▶ _Exercise requirements_
Can you restate the records below word for word?

Pointing dataset excerpts:

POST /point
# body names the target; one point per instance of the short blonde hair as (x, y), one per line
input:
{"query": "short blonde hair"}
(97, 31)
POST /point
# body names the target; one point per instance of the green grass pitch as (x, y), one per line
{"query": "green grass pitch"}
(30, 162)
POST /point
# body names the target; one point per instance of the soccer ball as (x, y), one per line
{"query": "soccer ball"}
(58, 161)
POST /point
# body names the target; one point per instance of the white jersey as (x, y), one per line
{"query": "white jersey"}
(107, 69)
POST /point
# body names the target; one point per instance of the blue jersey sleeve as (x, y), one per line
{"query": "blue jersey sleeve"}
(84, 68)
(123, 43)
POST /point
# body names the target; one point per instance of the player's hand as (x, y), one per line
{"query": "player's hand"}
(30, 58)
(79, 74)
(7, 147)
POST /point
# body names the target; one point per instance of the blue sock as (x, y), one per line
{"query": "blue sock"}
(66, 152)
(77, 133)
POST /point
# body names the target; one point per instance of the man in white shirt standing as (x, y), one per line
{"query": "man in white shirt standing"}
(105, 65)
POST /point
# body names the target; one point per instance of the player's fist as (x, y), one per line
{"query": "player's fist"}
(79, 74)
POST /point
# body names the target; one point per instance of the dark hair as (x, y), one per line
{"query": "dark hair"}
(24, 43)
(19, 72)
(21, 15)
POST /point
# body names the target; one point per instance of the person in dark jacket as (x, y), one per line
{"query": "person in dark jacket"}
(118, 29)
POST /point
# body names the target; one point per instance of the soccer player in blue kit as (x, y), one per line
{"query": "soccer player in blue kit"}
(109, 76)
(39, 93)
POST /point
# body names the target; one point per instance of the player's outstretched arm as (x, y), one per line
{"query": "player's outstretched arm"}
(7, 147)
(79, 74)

▶ _Result for this exercise_
POST /point
# body names the target; one point per instance of the short blonde hair as (x, y), one per line
input:
{"query": "short blonde hair"}
(97, 31)
POST /point
# body names the target; one point per instance of the green grass pitch as (x, y), one per line
{"query": "green grass pitch"}
(30, 162)
POST /point
# body names the target; one point per instance of the soccer ball as (x, y), one per line
{"query": "soccer ball"}
(58, 161)
POST /point
# body names the target; one point per instance of the white jersey as (x, y), one per line
{"query": "white jersey"}
(107, 69)
POST /point
# body names the target; one point per instance of the blue jersey sleeve as (x, y), one per line
{"query": "blue jersey sleeve"}
(84, 68)
(123, 43)
POST /point
# body names the target; one point per instance of the player's hand as (x, y), one per line
{"query": "player's hand"}
(30, 58)
(79, 74)
(7, 147)
POST /point
# body names the target; one point per instance of the blue sock as (x, y), one per line
{"query": "blue sock"}
(66, 152)
(77, 133)
POST /point
# body names the target; one point per instance of the man in white shirt standing as (x, y), one per line
{"query": "man in white shirt standing"}
(105, 65)
POST /point
# body names the target; one point per instance of the player's fist as (x, y), one per line
{"query": "player's fist"}
(79, 74)
POST /point
# body names the target; one point per instance of the dark hair as (x, y), one per line
{"query": "dark hair"}
(24, 43)
(19, 72)
(21, 15)
POST /point
# body names the target; one point per instance of the person in dark jacket as (x, y), one per line
{"query": "person in dark jacket"}
(118, 29)
POST /point
# body names the target; one point per instance of the soccer player in blue kit as (x, y), one per line
{"query": "soccer player in blue kit"}
(109, 76)
(39, 93)
POST /point
# body names the target; one point per instance of the player's outstretched arm as (x, y), one per line
{"query": "player's outstretched arm"}
(7, 147)
(79, 74)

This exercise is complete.